===== SUPPLIED TEXT =====
Original Motion Picture Soundtrack
| No. | Title | Lyrics | Music | Singer(s) | Length |
|---|---|---|---|---|---|
| 1. | "Fun Funy" | DP Khanal | Shankar Thapa | Melina Rai, Kali Prasad Baskota | 3:29 |
| 2. | "Aafno Party Jitaide" | Harka Saud | Sushant Gautam | Pramod Kharel, Bidhya Manju Tiwari | 4:24 |
| 3. | "A Ni Lai" | Harka Saud | Sushant Gautam | Sushant Gautam | 3:55 |
| Total length: |  |  |  |  | 11:08 |

== Release ==
The first-look poster for the film was released on 5 November 2019 featuring Sitaram Kattel and the release date. On 28 January 2020, the theatrical trailer was released. The song "Fun Funy" was released before the release of the trailer.

Before releasing the film, the producers announced that 15 percent of the profit from Senti Virus would be donated to the construction of Gautam Buddha International Cricket Stadium. The project to build the first ICC standard stadium in the country was started by the Dhurmus Suntali Foundation. Screenings of the film were planned in Europe, America, and South Korea after its release in Nepal. Senti Virus was released on 21 February 2020 in Nepal, on the occasion of Maha Shivaratri. The film was released alongside four films, including Aama, The Call of the Wild, Shubh Mangal Zyada Saavdhan, and Bhoot – Part One: The Haunted Ship. The international distribution rights of the film were sold to NepCine for 11.5 million NPR.
===== EXTRACTED ENTRIES =====
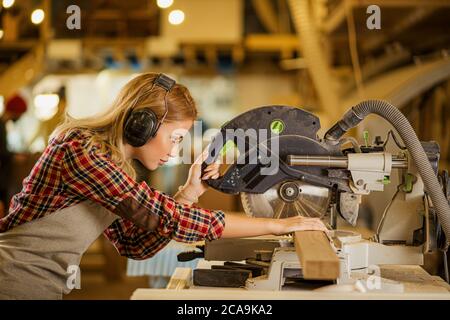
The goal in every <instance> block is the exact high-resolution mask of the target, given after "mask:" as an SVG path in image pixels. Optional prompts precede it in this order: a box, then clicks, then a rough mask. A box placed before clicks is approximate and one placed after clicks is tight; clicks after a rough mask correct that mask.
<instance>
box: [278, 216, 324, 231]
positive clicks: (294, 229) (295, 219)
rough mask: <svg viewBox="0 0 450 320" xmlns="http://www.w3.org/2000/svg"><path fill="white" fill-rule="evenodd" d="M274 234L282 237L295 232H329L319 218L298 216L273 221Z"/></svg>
mask: <svg viewBox="0 0 450 320" xmlns="http://www.w3.org/2000/svg"><path fill="white" fill-rule="evenodd" d="M271 222H272V227H271V228H272V232H271V233H272V234H274V235H282V234H286V233H290V232H294V231H306V230H317V231H323V232H327V231H328V229H327V227H326V226H325V225H324V224H323V222H322V221H321V220H320V219H319V218H307V217H302V216H296V217H291V218H286V219H273V220H272V221H271Z"/></svg>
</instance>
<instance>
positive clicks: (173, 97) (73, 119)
mask: <svg viewBox="0 0 450 320" xmlns="http://www.w3.org/2000/svg"><path fill="white" fill-rule="evenodd" d="M157 76H158V74H157V73H152V72H149V73H144V74H141V75H139V76H136V77H135V78H133V79H132V80H130V81H129V82H128V83H127V84H126V85H125V86H124V87H123V88H122V89H121V90H120V92H119V94H118V96H117V97H116V99H115V101H114V102H113V104H112V105H111V106H110V108H108V110H106V111H105V112H103V113H101V114H100V115H94V116H92V117H88V118H82V119H75V118H72V117H71V116H69V115H68V114H67V113H66V116H65V119H64V121H63V123H62V124H60V125H59V126H58V127H57V128H56V129H55V131H54V132H53V133H52V135H51V138H54V137H60V136H61V137H62V138H63V139H64V138H65V137H67V136H68V135H70V134H71V133H73V132H74V131H75V130H80V129H81V130H83V131H86V132H87V133H88V136H89V138H88V141H87V143H86V147H87V149H88V150H90V149H91V148H92V147H93V146H94V145H95V146H96V147H98V150H99V152H100V153H108V154H109V155H110V156H111V159H112V161H113V162H114V163H115V164H116V165H118V166H119V167H120V168H122V169H123V170H124V171H125V172H127V173H128V174H129V175H130V176H131V177H133V178H135V177H136V172H135V170H134V168H133V166H132V165H131V161H130V160H128V159H125V155H124V140H123V127H124V123H125V120H126V119H125V117H126V116H127V115H128V114H129V111H130V110H131V108H133V110H138V109H141V108H150V109H151V110H152V111H153V112H155V114H156V116H157V117H158V119H161V118H162V116H163V114H164V112H165V104H164V96H165V94H166V91H165V90H164V89H163V88H161V87H159V86H154V87H153V89H151V88H152V86H153V82H154V80H155V79H156V77H157ZM166 99H167V109H168V112H167V115H166V118H165V120H164V122H171V121H183V120H195V119H196V117H197V109H196V106H195V102H194V100H193V99H192V96H191V95H190V93H189V90H188V89H187V88H186V87H185V86H183V85H181V84H178V83H177V84H175V86H174V87H173V88H172V89H171V90H170V92H168V93H167V97H166Z"/></svg>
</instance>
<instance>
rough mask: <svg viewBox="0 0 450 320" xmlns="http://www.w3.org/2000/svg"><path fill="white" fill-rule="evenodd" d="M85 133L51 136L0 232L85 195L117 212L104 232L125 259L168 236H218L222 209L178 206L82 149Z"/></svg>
mask: <svg viewBox="0 0 450 320" xmlns="http://www.w3.org/2000/svg"><path fill="white" fill-rule="evenodd" d="M86 138H87V134H86V133H85V132H84V131H80V130H79V131H74V132H73V133H71V134H70V135H68V136H67V137H65V138H54V139H52V140H51V141H50V144H49V145H48V147H47V148H46V149H45V151H44V153H43V154H42V156H41V157H40V158H39V160H38V161H37V163H36V165H35V166H34V168H33V169H32V170H31V173H30V174H29V176H28V177H27V178H25V180H24V181H23V189H22V191H21V192H20V193H18V194H16V195H15V196H14V197H13V199H12V201H11V204H10V207H9V213H8V215H7V216H6V217H4V218H3V219H1V220H0V232H6V231H7V230H9V229H11V228H13V227H15V226H18V225H20V224H22V223H26V222H27V221H32V220H34V219H39V218H41V217H44V216H46V215H48V214H51V213H52V212H55V211H56V210H60V209H64V208H67V207H70V206H73V205H75V204H78V203H80V202H82V201H85V200H90V201H93V202H96V203H98V204H100V205H101V206H103V207H105V208H106V209H108V210H109V211H111V212H113V213H115V214H117V215H118V216H119V217H118V219H117V220H115V221H114V222H113V223H112V224H111V225H110V226H109V227H108V228H107V229H106V230H105V231H104V235H105V236H106V237H107V238H108V239H109V240H110V241H111V242H112V243H113V244H114V246H115V247H116V248H117V250H118V251H119V253H120V254H121V255H124V256H127V257H129V258H133V259H146V258H149V257H151V256H153V255H155V254H156V253H157V252H158V251H159V250H161V249H162V248H163V247H164V246H165V245H166V244H167V243H168V242H169V241H170V240H171V239H174V240H176V241H180V242H195V241H199V240H203V239H205V238H206V239H209V240H213V239H217V238H219V237H220V236H221V234H222V232H223V229H224V223H225V220H224V219H225V215H224V213H223V212H222V211H212V210H207V209H202V208H198V207H196V206H187V205H182V204H180V203H177V202H176V201H175V200H174V199H173V198H171V197H169V196H168V195H166V194H164V193H162V192H159V191H157V190H155V189H153V188H151V187H149V186H148V185H147V184H146V183H145V182H142V183H137V182H136V181H135V180H133V179H132V178H131V177H130V176H129V175H127V174H126V173H125V172H124V171H123V170H122V169H121V168H119V167H118V166H117V165H116V164H115V163H114V162H113V161H111V159H110V156H109V155H108V154H102V153H100V152H98V150H96V148H95V147H94V148H91V149H90V150H89V151H87V150H86V148H85V144H86Z"/></svg>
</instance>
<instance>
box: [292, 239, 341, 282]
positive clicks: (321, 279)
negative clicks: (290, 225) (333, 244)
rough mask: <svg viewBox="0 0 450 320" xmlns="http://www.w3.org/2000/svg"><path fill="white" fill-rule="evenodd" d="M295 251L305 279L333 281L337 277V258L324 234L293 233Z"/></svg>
mask: <svg viewBox="0 0 450 320" xmlns="http://www.w3.org/2000/svg"><path fill="white" fill-rule="evenodd" d="M295 249H296V251H297V255H298V257H299V259H300V263H301V267H302V272H303V277H304V278H305V279H308V280H335V279H337V278H338V277H339V258H338V257H337V255H336V253H335V252H334V250H333V248H332V247H331V245H330V241H329V240H328V238H327V236H326V235H325V233H324V232H322V231H297V232H295Z"/></svg>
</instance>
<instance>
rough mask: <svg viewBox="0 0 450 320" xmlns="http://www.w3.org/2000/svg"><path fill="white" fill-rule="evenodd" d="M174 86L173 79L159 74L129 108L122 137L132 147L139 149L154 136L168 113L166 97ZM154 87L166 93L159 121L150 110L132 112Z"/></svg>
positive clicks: (154, 135) (124, 126)
mask: <svg viewBox="0 0 450 320" xmlns="http://www.w3.org/2000/svg"><path fill="white" fill-rule="evenodd" d="M175 84H176V81H175V80H174V79H172V78H170V77H169V76H167V75H165V74H163V73H160V74H158V76H157V77H156V78H155V80H154V81H153V85H152V87H151V88H150V90H149V91H148V92H146V93H144V94H142V95H141V96H138V97H136V100H135V101H134V103H133V106H132V107H131V108H130V110H129V112H128V114H127V116H126V118H125V124H124V136H125V138H126V140H127V141H128V142H129V143H130V144H131V145H132V146H135V147H140V146H142V145H144V144H145V143H146V142H147V141H148V140H149V139H151V138H153V137H154V136H155V135H156V132H157V131H158V129H159V127H160V126H161V124H162V122H163V121H164V120H165V118H166V116H167V113H168V112H169V108H168V106H167V95H168V94H169V92H170V90H172V88H173V87H174V86H175ZM155 86H159V87H161V88H163V89H164V90H165V91H166V93H165V94H164V107H165V111H164V114H163V116H162V117H161V119H160V120H158V118H157V116H156V114H155V113H154V112H153V111H152V110H151V109H150V108H144V109H142V110H136V111H135V110H134V108H135V107H136V104H137V103H138V101H139V98H141V97H142V96H147V95H149V94H150V93H151V92H152V90H153V89H154V87H155Z"/></svg>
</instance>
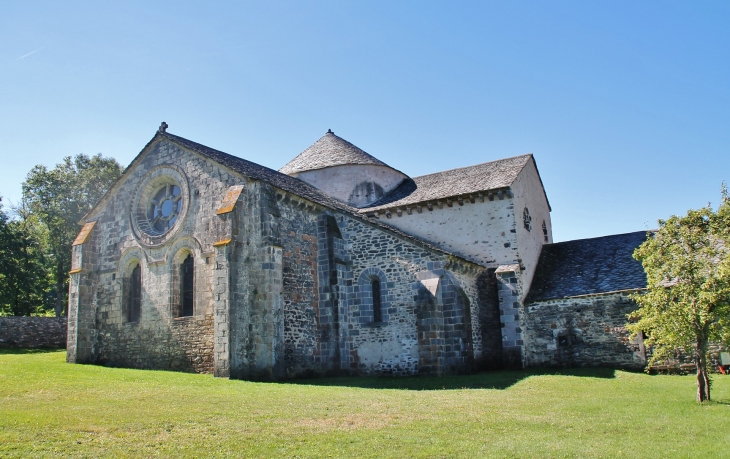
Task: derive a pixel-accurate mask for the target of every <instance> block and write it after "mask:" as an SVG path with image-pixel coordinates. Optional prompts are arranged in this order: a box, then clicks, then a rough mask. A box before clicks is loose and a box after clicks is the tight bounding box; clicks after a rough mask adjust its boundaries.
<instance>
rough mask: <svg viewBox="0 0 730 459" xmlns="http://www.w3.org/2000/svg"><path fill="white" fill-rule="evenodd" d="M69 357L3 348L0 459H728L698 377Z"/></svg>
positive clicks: (1, 387)
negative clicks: (702, 396)
mask: <svg viewBox="0 0 730 459" xmlns="http://www.w3.org/2000/svg"><path fill="white" fill-rule="evenodd" d="M64 360H65V353H63V352H33V351H25V352H23V351H17V352H12V353H11V352H2V351H0V381H2V384H0V457H3V458H16V457H17V458H26V457H65V458H72V457H79V458H81V457H84V458H92V457H93V458H96V457H113V458H118V457H171V458H185V457H205V458H234V457H253V458H269V457H274V458H276V457H287V458H296V457H300V458H326V457H338V458H348V457H356V458H370V457H372V458H398V459H400V458H489V457H495V458H524V457H528V458H530V457H540V458H542V457H554V458H573V457H579V458H589V457H596V458H598V457H604V458H614V457H635V456H636V455H637V454H640V455H641V456H647V457H661V458H666V457H720V456H723V455H724V453H723V452H722V451H724V448H725V446H724V442H723V439H725V438H726V437H727V432H728V431H730V416H728V413H727V412H728V406H727V404H728V403H730V377H727V378H719V380H718V381H717V382H716V384H715V393H716V399H717V400H720V401H721V402H711V403H706V404H703V405H697V404H695V403H694V402H693V401H692V400H691V399H690V398H689V397H687V394H691V393H692V391H693V378H692V377H691V376H690V377H687V376H649V375H646V374H635V373H626V372H621V371H616V372H614V371H607V370H605V369H589V368H581V369H574V370H563V371H558V370H553V371H539V370H532V371H499V372H490V373H479V374H473V375H462V376H448V377H441V378H436V377H433V378H424V377H422V378H402V379H401V378H335V379H309V380H305V381H297V382H294V383H261V382H247V381H236V380H228V379H223V378H212V377H211V376H210V375H195V374H185V373H173V372H167V371H145V370H128V369H119V368H105V367H101V366H94V365H69V364H66V363H65V361H64ZM320 384H326V385H320ZM443 387H445V389H444V388H443ZM657 413H661V414H660V415H657Z"/></svg>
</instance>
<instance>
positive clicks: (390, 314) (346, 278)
mask: <svg viewBox="0 0 730 459" xmlns="http://www.w3.org/2000/svg"><path fill="white" fill-rule="evenodd" d="M337 223H338V225H339V228H340V230H341V231H342V234H343V240H344V246H345V249H346V251H347V260H346V262H347V264H346V265H344V266H345V267H346V268H347V269H343V272H342V273H341V275H342V276H344V282H341V283H340V285H339V288H340V292H341V294H340V298H341V300H340V304H341V307H340V310H341V315H340V323H341V327H342V328H343V329H345V333H344V340H343V343H342V344H341V347H342V349H341V352H342V353H343V356H344V357H345V358H346V360H345V361H344V362H343V367H345V368H349V369H350V371H351V372H353V373H355V374H392V375H403V374H419V373H420V374H444V373H455V372H468V371H470V370H471V368H472V367H471V364H472V362H473V360H474V358H475V357H480V356H481V352H482V348H481V324H480V323H479V322H474V321H473V320H472V318H473V317H475V318H478V317H480V314H479V313H478V311H477V310H474V309H473V308H479V307H480V303H479V297H478V294H477V288H476V278H477V276H478V274H479V272H481V270H479V269H474V270H473V271H470V270H469V269H468V268H467V269H464V270H462V272H461V274H460V275H459V276H456V275H454V274H453V273H452V272H451V271H453V270H454V269H457V264H455V262H453V261H452V260H450V258H449V256H448V255H446V254H444V253H441V252H437V251H434V250H431V249H427V248H424V247H421V246H419V245H417V244H415V243H413V242H411V241H408V240H405V239H401V238H399V237H397V236H395V235H393V234H391V233H389V232H387V231H383V230H382V229H380V228H378V227H375V226H371V225H368V224H365V223H363V222H360V221H358V220H355V219H353V218H348V217H344V216H338V217H337ZM469 266H473V265H469ZM373 276H376V277H378V278H379V280H380V283H381V289H382V292H381V293H382V307H383V318H382V322H374V321H373V319H372V317H373V313H372V308H373V306H372V305H373V302H372V298H371V291H370V288H369V281H368V280H367V279H364V278H370V279H371V278H373ZM427 285H431V286H432V290H429V289H428V288H427ZM435 286H436V287H435ZM343 293H344V294H343ZM343 297H344V301H343V299H342V298H343Z"/></svg>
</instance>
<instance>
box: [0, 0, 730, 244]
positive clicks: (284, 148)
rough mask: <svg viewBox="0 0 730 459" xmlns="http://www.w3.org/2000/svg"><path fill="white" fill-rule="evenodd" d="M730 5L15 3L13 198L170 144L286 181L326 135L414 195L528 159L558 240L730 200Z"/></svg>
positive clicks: (635, 224) (671, 4)
mask: <svg viewBox="0 0 730 459" xmlns="http://www.w3.org/2000/svg"><path fill="white" fill-rule="evenodd" d="M728 24H730V2H726V1H725V2H669V1H661V2H658V1H657V2H621V1H612V2H585V1H581V2H577V1H576V2H569V1H562V2H544V1H543V2H529V1H515V2H473V3H471V2H440V3H437V2H424V1H418V2H416V1H410V2H409V1H402V2H385V1H384V2H379V1H367V2H365V1H360V2H354V1H352V2H343V1H332V2H314V1H287V2H276V1H267V2H247V3H244V2H236V3H215V4H212V3H208V4H204V2H183V1H177V2H165V1H155V2H126V3H124V4H121V3H119V4H113V3H112V2H72V1H64V2H34V1H25V2H6V3H5V4H4V5H3V7H2V14H0V159H2V163H1V164H2V167H0V195H2V196H4V201H5V202H7V201H8V200H9V201H11V202H17V200H18V199H19V198H20V184H21V182H22V181H23V179H24V177H25V175H26V174H27V172H28V171H29V170H30V169H31V167H33V165H35V164H39V163H42V164H46V165H48V166H53V165H54V164H56V163H58V162H60V161H61V159H62V157H64V156H67V155H75V154H78V153H86V154H96V153H102V154H103V155H105V156H113V157H114V158H116V159H117V160H118V161H119V162H121V163H122V164H124V165H126V164H128V163H129V162H130V161H131V159H132V158H133V157H134V156H135V155H136V154H137V153H138V152H139V150H140V149H141V148H142V147H143V146H144V145H145V144H146V143H147V141H148V140H149V139H150V138H151V137H152V136H153V135H154V132H155V129H156V128H157V127H158V126H159V124H160V122H161V121H163V120H164V121H166V122H167V123H168V124H169V125H170V128H169V132H172V133H174V134H177V135H180V136H183V137H186V138H189V139H191V140H194V141H197V142H200V143H203V144H205V145H208V146H210V147H213V148H217V149H219V150H223V151H225V152H228V153H231V154H235V155H237V156H241V157H244V158H246V159H249V160H252V161H255V162H258V163H260V164H263V165H265V166H268V167H271V168H275V169H278V168H279V167H281V166H283V165H284V164H285V163H286V162H287V161H288V160H290V159H291V158H293V157H294V156H296V155H297V154H299V153H300V152H301V151H302V150H304V149H305V148H306V147H307V146H309V145H310V144H312V143H313V142H315V141H316V140H317V139H318V138H319V137H321V136H322V135H323V134H324V133H325V132H326V131H327V129H332V130H333V131H334V132H335V133H336V134H338V135H339V136H341V137H343V138H345V139H347V140H349V141H351V142H352V143H354V144H355V145H357V146H359V147H361V148H362V149H364V150H365V151H367V152H368V153H370V154H372V155H374V156H376V157H378V158H379V159H381V160H383V161H384V162H386V163H388V164H390V165H391V166H393V167H395V168H397V169H399V170H402V171H403V172H405V173H407V174H409V175H411V176H416V175H421V174H426V173H431V172H436V171H440V170H444V169H451V168H455V167H461V166H467V165H471V164H476V163H480V162H485V161H491V160H495V159H499V158H503V157H508V156H515V155H518V154H523V153H527V152H531V153H533V154H534V155H535V158H536V160H537V164H538V168H539V169H540V173H541V175H542V179H543V182H544V184H545V188H546V190H547V194H548V197H549V199H550V202H551V204H552V208H553V212H552V222H553V235H554V238H555V240H556V241H562V240H569V239H578V238H585V237H593V236H601V235H605V234H612V233H621V232H628V231H635V230H643V229H646V228H653V227H656V220H657V219H658V218H666V217H668V216H669V215H671V214H681V213H684V212H685V211H686V210H687V209H689V208H696V207H700V206H703V205H706V204H707V202H708V201H711V202H713V203H714V204H717V202H718V201H719V190H720V184H721V182H722V181H723V180H725V181H730V148H729V147H730V129H729V127H730V27H728Z"/></svg>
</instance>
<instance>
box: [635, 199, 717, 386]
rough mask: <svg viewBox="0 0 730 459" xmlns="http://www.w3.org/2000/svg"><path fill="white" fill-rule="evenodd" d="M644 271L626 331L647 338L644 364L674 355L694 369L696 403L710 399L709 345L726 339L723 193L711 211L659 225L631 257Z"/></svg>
mask: <svg viewBox="0 0 730 459" xmlns="http://www.w3.org/2000/svg"><path fill="white" fill-rule="evenodd" d="M634 258H636V259H637V260H639V261H641V263H642V265H643V266H644V270H645V271H646V275H647V281H648V286H647V290H646V291H645V292H643V293H639V294H635V295H633V299H634V300H635V301H636V302H637V303H638V304H639V306H640V307H639V309H637V310H636V311H635V312H634V313H632V314H631V315H630V316H629V318H630V319H631V322H630V323H629V324H628V325H627V328H628V329H629V331H630V332H631V333H632V334H634V335H636V334H638V333H641V332H644V333H646V334H648V339H647V341H646V344H647V345H648V346H651V347H652V350H653V353H652V357H651V359H650V361H649V364H653V363H656V362H659V361H662V360H665V359H667V358H671V357H673V356H675V355H676V354H677V352H678V351H683V352H686V353H687V354H688V355H691V356H692V358H693V360H694V362H695V364H696V365H697V374H698V400H699V401H704V400H705V399H707V400H709V397H710V392H709V390H710V381H709V376H708V374H707V360H708V351H709V343H710V341H725V342H727V338H728V337H730V322H729V318H730V201H728V199H727V194H726V193H723V201H722V204H721V205H720V207H719V209H718V210H717V211H714V210H713V209H712V208H711V207H709V206H707V207H703V208H701V209H698V210H690V211H689V212H687V215H685V216H682V217H678V216H672V217H671V218H669V219H668V220H666V221H663V220H660V221H659V230H658V231H657V232H656V233H655V234H653V235H652V237H649V238H648V239H647V241H646V242H644V243H643V244H642V245H641V246H640V247H639V248H637V249H636V251H635V252H634Z"/></svg>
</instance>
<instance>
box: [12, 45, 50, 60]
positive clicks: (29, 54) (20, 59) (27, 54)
mask: <svg viewBox="0 0 730 459" xmlns="http://www.w3.org/2000/svg"><path fill="white" fill-rule="evenodd" d="M43 48H45V46H41V47H40V48H38V49H36V50H35V51H31V52H29V53H28V54H26V55H24V56H20V57H19V58H18V60H21V59H25V58H26V57H28V56H30V55H31V54H35V53H37V52H38V51H40V50H42V49H43Z"/></svg>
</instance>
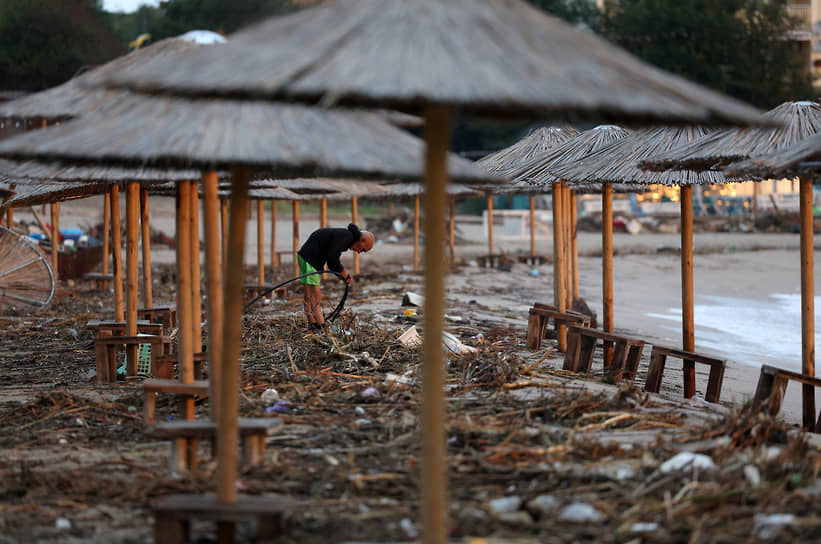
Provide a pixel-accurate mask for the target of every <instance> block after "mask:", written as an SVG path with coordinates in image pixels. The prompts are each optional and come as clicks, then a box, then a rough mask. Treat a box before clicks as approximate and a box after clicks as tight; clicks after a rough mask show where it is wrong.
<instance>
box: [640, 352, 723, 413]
mask: <svg viewBox="0 0 821 544" xmlns="http://www.w3.org/2000/svg"><path fill="white" fill-rule="evenodd" d="M668 356H671V357H675V358H677V359H681V360H682V361H683V362H684V398H686V399H689V398H690V397H692V396H693V395H695V394H696V380H695V363H701V364H705V365H708V366H709V367H710V374H709V377H708V378H707V391H706V392H705V393H704V400H706V401H707V402H718V399H719V397H720V396H721V383H722V382H723V381H724V367H725V365H726V363H725V361H724V360H722V359H716V358H715V357H707V356H706V355H699V354H698V353H693V352H691V351H684V350H681V349H676V348H667V347H663V346H653V351H652V352H650V368H649V369H648V370H647V381H646V382H645V384H644V390H645V391H649V392H651V393H658V392H659V390H660V389H661V378H662V374H664V365H665V364H666V362H667V357H668Z"/></svg>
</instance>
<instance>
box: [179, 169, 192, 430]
mask: <svg viewBox="0 0 821 544" xmlns="http://www.w3.org/2000/svg"><path fill="white" fill-rule="evenodd" d="M176 242H177V244H176V253H177V319H178V321H179V334H178V335H177V353H178V354H179V367H180V377H181V378H182V382H183V383H191V382H193V381H194V346H193V338H192V333H193V331H194V327H193V325H192V324H191V322H192V319H193V315H192V307H191V299H192V297H191V182H189V181H181V182H179V183H178V184H177V236H176ZM185 411H186V413H185V419H191V418H192V417H193V416H194V404H193V399H192V402H191V403H190V405H189V403H187V402H186V406H185Z"/></svg>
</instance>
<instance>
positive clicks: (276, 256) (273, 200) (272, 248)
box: [271, 200, 279, 268]
mask: <svg viewBox="0 0 821 544" xmlns="http://www.w3.org/2000/svg"><path fill="white" fill-rule="evenodd" d="M278 266H279V254H278V253H277V201H276V200H272V201H271V268H276V267H278Z"/></svg>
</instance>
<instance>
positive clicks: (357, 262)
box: [351, 196, 359, 274]
mask: <svg viewBox="0 0 821 544" xmlns="http://www.w3.org/2000/svg"><path fill="white" fill-rule="evenodd" d="M351 217H352V220H353V224H354V225H358V224H359V199H358V198H356V197H355V196H353V197H351ZM353 271H354V274H359V253H354V254H353Z"/></svg>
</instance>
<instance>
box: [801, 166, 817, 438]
mask: <svg viewBox="0 0 821 544" xmlns="http://www.w3.org/2000/svg"><path fill="white" fill-rule="evenodd" d="M798 191H799V213H800V215H801V219H800V221H801V373H802V374H804V375H805V376H811V377H814V376H815V301H814V300H813V299H814V297H815V285H814V283H813V282H814V281H815V272H814V268H815V263H814V259H813V228H814V221H813V216H812V207H813V202H812V178H810V177H806V176H802V177H801V178H800V179H799V185H798ZM802 406H803V414H804V417H803V422H804V427H805V428H807V429H810V430H813V429H815V424H816V420H815V391H814V388H813V386H811V385H804V386H803V387H802Z"/></svg>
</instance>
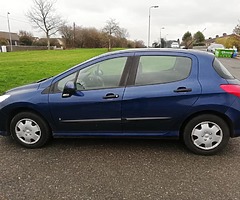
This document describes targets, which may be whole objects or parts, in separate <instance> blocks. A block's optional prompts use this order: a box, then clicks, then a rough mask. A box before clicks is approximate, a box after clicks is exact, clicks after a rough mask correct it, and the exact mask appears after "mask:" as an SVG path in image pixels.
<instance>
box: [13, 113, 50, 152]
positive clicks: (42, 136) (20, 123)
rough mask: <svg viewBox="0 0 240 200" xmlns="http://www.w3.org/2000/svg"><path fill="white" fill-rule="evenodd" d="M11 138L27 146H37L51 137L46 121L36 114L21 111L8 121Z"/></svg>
mask: <svg viewBox="0 0 240 200" xmlns="http://www.w3.org/2000/svg"><path fill="white" fill-rule="evenodd" d="M10 132H11V134H12V136H13V138H14V139H15V140H16V141H17V142H18V143H20V144H21V145H23V146H25V147H27V148H38V147H41V146H43V145H44V144H46V143H47V142H48V140H49V139H50V137H51V134H50V129H49V127H48V125H47V123H46V122H45V121H44V120H43V119H42V118H41V117H39V116H38V115H36V114H34V113H31V112H22V113H19V114H17V115H15V116H14V117H13V119H12V121H11V123H10Z"/></svg>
=====
- TASKS AND EXERCISES
a - According to the text on the Senti Virus film, what share of the film's profit did the producers announce would be donated to the construction of Gautam Buddha International Cricket Stadium?
b - Continue the text on the Senti Virus film from where it stops.

- PER-TASK OUTPUTS
a - 15 percent of the profit.

b -
Senti Virus was pulled from cinema halls after three weeks of screening due to the COVID-19 pandemic in Nepal. The Rising Nepal described the film as "probably the biggest victim of COVID-19". Sitaram Kattel said that the COVID-19 pandemic had shattered his plans, saying, "I am now in tension; my plans have been ruined [...] When my film failed to survive even three weeks in local theatres, and all doors to release it abroad have been shut down, I have come to Chitwan to cope with the tension".

==Box office==
The budget of the film was 28.4 million NPR. Senti Virus grossed 11.2 million NPR on its opening day. As of June 2020, it had made total earnings of 40.8 million NPR.

==Reception==
Rupak Risal of Moviemandu said that the film left many questions unanswered, writing, "When you come out of the theatre, it feels like a huge chunk of [the] movie is left somewhere in the editing room as the botched up conclusion is so abrupt". Reena Moktan of Kantipur wrote that the climax of the film is very weak. Anil Yadav of Saptahik assumed that the director Ram Babu Gurung made the film only to earn money. The staff of Onlinekhabar praised the acting of the lead actors. Shukrabar asserted that Senti Virus is the weakest film of Ram Babu Gurung's career.